**The problem:**
Copy the listing below line for line, with no changes.
>>>
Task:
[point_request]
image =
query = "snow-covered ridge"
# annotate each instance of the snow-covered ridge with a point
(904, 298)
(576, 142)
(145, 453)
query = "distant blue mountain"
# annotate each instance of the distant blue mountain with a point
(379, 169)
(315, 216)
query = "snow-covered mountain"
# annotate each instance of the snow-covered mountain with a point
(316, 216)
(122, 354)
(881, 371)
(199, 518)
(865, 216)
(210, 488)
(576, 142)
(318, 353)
<<<
**Reply to the exercise:**
Task:
[point_request]
image =
query = "snow-covered ridge"
# annotate each instance of the snow-covered ridge with a point
(904, 298)
(576, 142)
(145, 453)
query = "distant blue mountain"
# annotate each instance of the distant blue mountain with a point
(379, 169)
(315, 216)
query = "snow-covered mountain"
# annotate each instance of the snow-covered mountain with a point
(316, 216)
(122, 354)
(881, 371)
(199, 518)
(865, 216)
(210, 488)
(576, 142)
(318, 353)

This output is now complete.